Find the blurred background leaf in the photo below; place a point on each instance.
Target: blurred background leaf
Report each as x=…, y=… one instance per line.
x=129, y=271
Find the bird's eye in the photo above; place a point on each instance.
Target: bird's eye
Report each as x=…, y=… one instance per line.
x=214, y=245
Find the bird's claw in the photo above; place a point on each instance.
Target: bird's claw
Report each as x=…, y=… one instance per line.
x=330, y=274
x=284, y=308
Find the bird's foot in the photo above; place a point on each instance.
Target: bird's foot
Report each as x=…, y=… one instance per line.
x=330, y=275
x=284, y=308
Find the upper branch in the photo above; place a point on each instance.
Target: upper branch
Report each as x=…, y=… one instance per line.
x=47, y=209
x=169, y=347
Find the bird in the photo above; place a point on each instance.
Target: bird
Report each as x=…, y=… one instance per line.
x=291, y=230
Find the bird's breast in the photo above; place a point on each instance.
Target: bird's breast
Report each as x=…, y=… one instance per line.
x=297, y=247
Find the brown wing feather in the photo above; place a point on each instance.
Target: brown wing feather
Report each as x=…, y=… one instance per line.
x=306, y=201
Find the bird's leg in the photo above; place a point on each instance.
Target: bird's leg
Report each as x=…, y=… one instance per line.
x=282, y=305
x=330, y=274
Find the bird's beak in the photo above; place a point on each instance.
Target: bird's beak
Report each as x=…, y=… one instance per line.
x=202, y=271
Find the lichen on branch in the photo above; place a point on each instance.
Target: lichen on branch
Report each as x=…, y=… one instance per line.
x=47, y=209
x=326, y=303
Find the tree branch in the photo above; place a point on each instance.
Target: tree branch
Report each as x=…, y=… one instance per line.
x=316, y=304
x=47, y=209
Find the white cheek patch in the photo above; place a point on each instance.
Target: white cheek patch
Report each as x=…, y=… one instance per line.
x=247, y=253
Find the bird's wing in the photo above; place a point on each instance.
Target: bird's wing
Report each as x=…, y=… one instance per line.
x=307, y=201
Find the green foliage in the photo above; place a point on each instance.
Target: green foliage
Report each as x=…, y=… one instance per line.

**Description of the task:**
Update all of the records above by changing "Report" to "List" everywhere it appears and leaving every other part as it is.

**Exercise result:**
Find the blurred background leaf in the photo below; place a point on each instance.
Target: blurred background leaf
List each as x=…, y=… one instance per line.
x=129, y=271
Find the bird's eye in the photo above; place a point on each instance.
Target: bird's eye
List each as x=…, y=… one instance per line.
x=214, y=245
Find the bird's claw in the photo above; place a point on each instance.
Target: bird's claw
List each as x=…, y=… one instance per line.
x=330, y=274
x=284, y=308
Find the bird's foot in the photo above; place a point on each instance.
Target: bird's foot
List each as x=…, y=… one instance per line.
x=330, y=275
x=284, y=308
Find the upper branch in the photo above; place a point on each instance.
Target: upper branch
List each as x=…, y=… one instance per line.
x=47, y=209
x=169, y=347
Find the bird in the photo above; place a point on each instance.
Target: bird
List each as x=…, y=… one instance per line.
x=291, y=230
Find the bird's breast in the photo above; place a point on each instance.
Target: bird's breast
List each as x=…, y=… one instance per line.
x=297, y=247
Find the brown wing feather in the photo above; place a point on each instance.
Target: brown wing feather
List each as x=…, y=… one instance per line.
x=306, y=201
Find the bird's leg in the photo above; place a point on each instance.
Target: bird's leg
List each as x=…, y=… one instance per line.
x=282, y=305
x=330, y=274
Find the bird's beak in the photo above; place a point on each instance.
Target: bird's beak
List each as x=…, y=… one instance per line.
x=202, y=271
Find the lichen on branch in the photo above; place a point on each instance.
Target: lichen on branch
List each as x=…, y=… one instance per line.
x=47, y=209
x=326, y=303
Find the tree branch in the photo above; place a point on each instance.
Target: tree branch
List each as x=…, y=… one instance per line.
x=316, y=304
x=47, y=209
Find the white cheek patch in the photo above; place a point on each instance.
Target: white cheek patch
List each as x=…, y=… one instance per line.
x=247, y=253
Find the bird's wing in the photo above; place a point on each instance.
Target: bird's wing
List each as x=…, y=… one instance per line.
x=307, y=201
Find the green foliage in the photo above; place a point on each instance.
Target: green foliage
List each as x=…, y=… one instance per line.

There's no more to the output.